Start of Dataset

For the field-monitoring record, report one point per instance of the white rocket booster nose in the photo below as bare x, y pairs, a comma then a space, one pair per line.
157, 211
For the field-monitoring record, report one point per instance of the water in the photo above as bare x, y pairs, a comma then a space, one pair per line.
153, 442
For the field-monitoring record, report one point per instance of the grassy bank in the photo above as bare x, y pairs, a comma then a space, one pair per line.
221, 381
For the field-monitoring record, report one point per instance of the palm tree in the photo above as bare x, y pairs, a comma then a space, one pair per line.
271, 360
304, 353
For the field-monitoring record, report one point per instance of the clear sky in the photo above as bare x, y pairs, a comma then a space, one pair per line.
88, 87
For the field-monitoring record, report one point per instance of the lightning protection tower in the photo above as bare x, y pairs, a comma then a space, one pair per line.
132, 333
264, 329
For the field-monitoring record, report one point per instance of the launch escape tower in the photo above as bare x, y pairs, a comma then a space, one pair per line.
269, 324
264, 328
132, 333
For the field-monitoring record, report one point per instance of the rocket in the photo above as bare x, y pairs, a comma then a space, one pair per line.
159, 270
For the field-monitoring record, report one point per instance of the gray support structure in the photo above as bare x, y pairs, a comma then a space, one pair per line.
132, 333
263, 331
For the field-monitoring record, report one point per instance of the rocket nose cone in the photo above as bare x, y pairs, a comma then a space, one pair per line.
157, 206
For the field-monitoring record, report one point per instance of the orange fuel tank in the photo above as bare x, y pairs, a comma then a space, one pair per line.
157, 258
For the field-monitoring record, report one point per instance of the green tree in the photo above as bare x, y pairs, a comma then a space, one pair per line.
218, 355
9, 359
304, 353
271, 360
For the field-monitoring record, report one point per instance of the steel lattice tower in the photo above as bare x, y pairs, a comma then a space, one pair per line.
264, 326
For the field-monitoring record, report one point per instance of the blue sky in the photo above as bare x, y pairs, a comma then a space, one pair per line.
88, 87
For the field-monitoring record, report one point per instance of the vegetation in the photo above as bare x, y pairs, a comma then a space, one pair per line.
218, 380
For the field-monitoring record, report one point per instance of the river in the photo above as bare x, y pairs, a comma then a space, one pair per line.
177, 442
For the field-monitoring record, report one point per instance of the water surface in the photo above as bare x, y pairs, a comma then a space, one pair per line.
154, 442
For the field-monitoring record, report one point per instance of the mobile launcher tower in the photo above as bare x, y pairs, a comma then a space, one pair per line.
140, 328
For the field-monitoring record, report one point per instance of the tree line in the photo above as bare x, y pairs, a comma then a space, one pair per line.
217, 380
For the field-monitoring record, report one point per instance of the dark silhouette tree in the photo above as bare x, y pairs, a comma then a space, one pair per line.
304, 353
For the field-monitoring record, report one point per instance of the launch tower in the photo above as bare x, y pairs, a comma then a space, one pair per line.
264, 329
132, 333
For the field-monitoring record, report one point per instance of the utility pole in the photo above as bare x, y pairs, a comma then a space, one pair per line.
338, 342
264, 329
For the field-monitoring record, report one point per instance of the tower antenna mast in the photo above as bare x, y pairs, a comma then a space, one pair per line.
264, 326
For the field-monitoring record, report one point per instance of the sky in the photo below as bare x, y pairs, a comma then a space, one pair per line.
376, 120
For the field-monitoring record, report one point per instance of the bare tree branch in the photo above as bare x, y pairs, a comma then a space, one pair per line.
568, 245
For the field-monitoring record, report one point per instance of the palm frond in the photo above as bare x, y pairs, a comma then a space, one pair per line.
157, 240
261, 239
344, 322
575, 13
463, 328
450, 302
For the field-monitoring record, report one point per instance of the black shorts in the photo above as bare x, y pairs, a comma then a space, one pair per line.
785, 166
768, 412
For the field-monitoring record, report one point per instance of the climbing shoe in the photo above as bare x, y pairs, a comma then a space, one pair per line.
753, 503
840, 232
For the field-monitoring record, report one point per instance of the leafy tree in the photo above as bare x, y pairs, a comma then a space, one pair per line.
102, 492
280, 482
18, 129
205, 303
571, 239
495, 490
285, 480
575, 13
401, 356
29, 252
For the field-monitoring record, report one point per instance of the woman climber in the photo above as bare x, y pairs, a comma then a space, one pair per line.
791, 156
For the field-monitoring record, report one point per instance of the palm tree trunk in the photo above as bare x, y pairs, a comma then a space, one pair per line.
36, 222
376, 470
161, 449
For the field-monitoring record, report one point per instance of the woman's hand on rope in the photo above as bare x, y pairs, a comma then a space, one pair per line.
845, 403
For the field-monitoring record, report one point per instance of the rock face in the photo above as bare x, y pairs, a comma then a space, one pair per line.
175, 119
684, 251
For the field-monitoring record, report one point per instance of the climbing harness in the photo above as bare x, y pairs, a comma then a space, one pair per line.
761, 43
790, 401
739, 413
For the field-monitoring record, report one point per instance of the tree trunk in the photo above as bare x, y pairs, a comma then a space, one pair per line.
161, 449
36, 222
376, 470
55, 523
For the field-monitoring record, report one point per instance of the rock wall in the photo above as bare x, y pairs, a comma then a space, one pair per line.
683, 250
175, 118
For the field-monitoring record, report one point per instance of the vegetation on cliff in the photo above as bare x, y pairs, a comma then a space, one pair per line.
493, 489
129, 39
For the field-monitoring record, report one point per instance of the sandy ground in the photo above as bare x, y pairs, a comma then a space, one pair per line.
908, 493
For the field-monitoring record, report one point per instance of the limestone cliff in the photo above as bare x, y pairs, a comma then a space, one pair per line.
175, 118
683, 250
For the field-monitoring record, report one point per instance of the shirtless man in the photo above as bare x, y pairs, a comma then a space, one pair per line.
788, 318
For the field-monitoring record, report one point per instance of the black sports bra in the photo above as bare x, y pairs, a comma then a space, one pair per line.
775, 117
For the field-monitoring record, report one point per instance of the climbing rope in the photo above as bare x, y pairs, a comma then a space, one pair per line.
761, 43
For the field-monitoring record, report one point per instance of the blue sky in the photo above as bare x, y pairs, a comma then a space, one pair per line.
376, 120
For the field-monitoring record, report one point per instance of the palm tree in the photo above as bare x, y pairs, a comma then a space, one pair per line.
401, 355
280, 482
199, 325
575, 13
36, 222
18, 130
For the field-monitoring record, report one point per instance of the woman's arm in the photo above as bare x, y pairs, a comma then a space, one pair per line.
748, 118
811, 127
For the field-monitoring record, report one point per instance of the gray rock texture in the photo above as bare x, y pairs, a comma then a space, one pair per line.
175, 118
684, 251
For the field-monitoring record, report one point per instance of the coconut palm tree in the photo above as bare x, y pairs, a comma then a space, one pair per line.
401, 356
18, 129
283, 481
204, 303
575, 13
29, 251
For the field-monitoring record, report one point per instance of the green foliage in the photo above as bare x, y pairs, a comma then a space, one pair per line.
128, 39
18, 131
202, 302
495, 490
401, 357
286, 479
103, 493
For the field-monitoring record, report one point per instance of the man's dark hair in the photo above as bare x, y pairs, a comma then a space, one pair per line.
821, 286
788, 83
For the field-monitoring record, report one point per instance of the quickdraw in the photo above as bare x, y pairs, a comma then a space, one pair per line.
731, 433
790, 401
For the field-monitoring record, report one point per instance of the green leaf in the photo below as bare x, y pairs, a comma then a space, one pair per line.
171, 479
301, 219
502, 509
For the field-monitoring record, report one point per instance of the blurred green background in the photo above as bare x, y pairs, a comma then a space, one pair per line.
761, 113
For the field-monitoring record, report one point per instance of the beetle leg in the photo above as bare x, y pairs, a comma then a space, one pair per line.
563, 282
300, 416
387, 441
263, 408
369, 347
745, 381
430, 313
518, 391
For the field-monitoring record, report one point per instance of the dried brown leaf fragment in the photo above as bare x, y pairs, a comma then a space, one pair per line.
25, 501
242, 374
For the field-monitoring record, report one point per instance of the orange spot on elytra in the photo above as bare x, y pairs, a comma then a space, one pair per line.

End of Dataset

• About this exercise: Each record above should be restated word for word.

• Result for this exercise:
For the field-monitoring record, report one point per instance of the white rocket booster nose in the photo below as bare x, y pairs, a comma then a space, one pair per line.
157, 211
For the field-monitoring record, report one point per instance of the water in the photo above as bare x, y pairs, a comma then a space, one pair per line.
153, 442
For the field-monitoring record, report one point per instance of the grassy bank in the photo above as bare x, y pairs, a comma then a space, one pair per line.
221, 381
For the field-monitoring record, report one point per instance of the palm tree in the photo above as bare x, y pairs, a comma then a space, one pair per line.
271, 360
304, 353
For the field-monitoring record, report one point per instance of the clear sky in the photo above as bare x, y pairs, a comma then a space, one pair per line.
88, 87
For the field-monitoring record, report one point per instance of the lightning protection tower in the photo above as bare x, y pairs, a comma then a space, one pair per line.
132, 333
264, 329
For the field-monitoring record, report one point per instance of the launch escape tower in the photo above as bare x, y pairs, a comma then a space, one pair per line.
269, 324
264, 328
132, 333
For the field-monitoring record, report one point per instance of the rocket in the photo above as bare x, y pairs, a comma then a space, one pair per line.
159, 270
For the field-monitoring record, report one point per instance of the gray support structure in the photo above as bare x, y pairs, a comma then a space, one pair per line.
132, 333
263, 331
For the field-monitoring record, report one point per instance of the rocket nose cone in the photo above as bare x, y pairs, a comma then a space, one pair per line.
157, 206
For the field-monitoring record, report one point per instance of the orange fuel tank in the photo above as bare x, y pairs, a comma then a space, one pair per line.
157, 258
For the field-monitoring record, report one point per instance of the green tree in the photo above as bare x, y pairs, a comma then a space, one pair per line.
218, 355
9, 359
304, 353
271, 360
For the field-monitoring record, report one point per instance of the steel lattice tower in the photo above as bare x, y pairs, a comma then a space, one pair per line.
264, 326
For the field-monitoring record, report one point per instance of the blue sky in the photo above as bare x, y pairs, a comma then a space, one pair per line.
88, 87
For the field-monitoring record, report one point per instance of the vegetation in the photo above as bare x, y pairs, a comma then a space, one pair per line.
218, 380
For the field-monitoring record, report one point per instance of the river in the photo above as bare x, y pairs, a comma then a space, one pair per line.
177, 442
For the field-monitoring record, report one point per instance of the water surface in the photo above as bare x, y pairs, a comma then a space, one pair per line.
154, 442
For the field-monitoring record, report one point per instance of the mobile launcher tower in the photo above as bare x, y pairs, a comma then a space, one pair per line.
140, 328
For the field-monitoring record, report one point per instance of the tree line in the photo above as bare x, y pairs, a comma then a space, one pair per line.
217, 380
For the field-monitoring record, report one point per instance of the dark silhouette tree in the photo above as bare x, y pairs, a comma then a space, one pair per line.
304, 353
For the field-monitoring record, report one point per instance of the launch tower in the photo above as bare x, y pairs, a comma then a space, one pair per line.
264, 329
132, 333
For the field-monitoring record, report one point per instance of the utility pole in the photo above as bare x, y pairs, a comma then a space, one pair per line.
338, 342
264, 329
For the field-monitoring record, report one point per instance of the tower antenna mast in the photo above as bare x, y pairs, a comma then a space, one pair per line.
264, 326
For the field-monitoring record, report one point per instance of the sky in the photo below as bare x, y pairs, a comma then a space, one pair per line.
376, 120
For the field-monitoring record, report one point per instance of the bare tree branch in the photo above as bare x, y pairs, a comma then a space, one pair per line.
568, 245
For the field-monitoring record, report one point per instance of the palm frond in the photo above as bare x, y pairs, a comma then a space, one pair per line.
157, 240
261, 239
344, 322
575, 13
463, 328
450, 302
For the field-monitoring record, report one point per instance of the black shorts in the photo above as bare x, y pairs, a comma then a space, one pair per line.
785, 166
768, 412
For the field-monitoring record, report one point per instance of the climbing shoe in the photo above as bare x, y pairs, a comma then a space, one pair per line.
753, 503
840, 232
For the field-monitoring record, report one point per instance of the leafy tree in the photo above as bare x, y pairs, a comma then a space, one pair per line.
102, 492
280, 482
18, 129
205, 303
571, 239
495, 490
285, 480
575, 13
401, 356
29, 252
For the field-monitoring record, report one point per instance of the woman climber in the photo above as bare x, y pairs, a comma then a space, one pair per line.
791, 156
For the field-monitoring record, report one point per instance of the palm tree trunk in the photo above as bare x, y pairs, a comma then a space, one pair per line.
36, 222
376, 470
161, 449
For the field-monitoring record, report one point per instance of the woman's hand on rope in the photo above as bare x, y pairs, a comma then a space, one pair per line.
845, 403
For the field-monitoring record, report one point per instance of the rock face in the photo above as bare x, y pairs, a comma then a space, one pair per line.
175, 119
684, 251
For the field-monitoring record, report one point per instance of the climbing harness in the photo above as bare x, y pairs, a comma then a space, one pair per line.
761, 43
790, 401
739, 413
For the field-monitoring record, report one point per instance of the tree trunk in the photo above as bare x, y pairs, a comma then a space, one pair per line.
161, 449
36, 222
376, 470
55, 523
For the field-monitoring record, report one point per instance of the rock wall in the photo above as bare x, y pairs, a comma then a space, one pair per line.
683, 250
175, 118
For the field-monitoring record, report one point per instance of the vegetation on cliff in the photo above as bare x, y pairs, a comma then a space, one pair per line.
493, 489
129, 39
For the field-monitoring record, report one point per instance of the sandy ground in the photo above as bare x, y pairs, a comma then a space, one pair per line.
908, 493
For the field-monitoring record, report one point per instance of the limestone cliff in the photo above as bare x, y pairs, a comma then a space, one pair per line.
175, 118
683, 250
For the field-monitoring record, report one point per instance of the shirtless man in the photo above as bare x, y pairs, a comma then a space, one pair per line.
788, 318
For the field-monitoring record, report one point per instance of the black sports bra in the photo above as bare x, y pairs, a comma then a space, one pair per line.
775, 117
For the field-monitoring record, report one point per instance of the climbing rope in the photo above as bare x, y pairs, a comma then a space, one pair per line.
761, 43
For the field-monitoring record, report one point per instance of the blue sky in the photo above as bare x, y pairs, a comma then a space, one pair per line.
376, 120
For the field-monitoring record, report one point per instance of the palm tree in the photo above as bare x, y pairs, a comma then a space, one pair per line.
401, 355
280, 482
199, 325
575, 13
36, 222
18, 130
For the field-monitoring record, report one point per instance of the woman's arm in the photo above as bare x, y pairs, a comma then a space, one pair per line.
748, 118
811, 127
For the field-monitoring record, report one point per instance of the gray rock texture in the photo above as bare x, y pairs, a comma then a space, one pair per line.
175, 118
684, 251
For the field-monitoring record, report one point per instance of the coconut palm tree in the photo above as bare x, y pairs, a comma then a space, one pair per line.
401, 356
18, 129
283, 481
204, 303
575, 13
29, 251
For the field-monitoring record, report one point per instance of the green foliage in the photo above as bare x, y pairs, a comma then a space, one pair per line.
128, 39
18, 131
202, 302
495, 490
401, 357
286, 479
103, 493
For the field-monitoring record, report one point per instance of the man's dark hair in the photo above as bare x, y pairs, a comma then a space, one pair per line.
821, 286
788, 83
For the field-monitoring record, report one point per instance of the quickdraw in the photo above as bare x, y pairs, a comma then a space, one pair per line.
731, 433
790, 401
For the field-monitoring record, report one point per instance of the green leaf in the photo below as bare x, y pairs, a comma then a space, one pair per line.
171, 479
301, 219
502, 509
For the field-monitoring record, report one point per instance of the blurred green background in the photo above as bare x, y pairs, a comma then a space, one pair per line.
761, 113
For the field-monitoring record, report one point per instance of the beetle leg in the photo above as bare x, y pairs, a comma then a space, one pair per line.
563, 282
300, 416
387, 441
263, 408
369, 347
745, 381
430, 313
518, 391
For the field-monitoring record, report one point per instance of the dried brown leaf fragment in the photo above as bare x, y pairs, a comma then a space, one pair per line.
25, 501
242, 374
For the field-monitoring record, report one point per instance of the orange spot on elytra in the photo above as bare x, y pairs, a comma then a space, one pair per line.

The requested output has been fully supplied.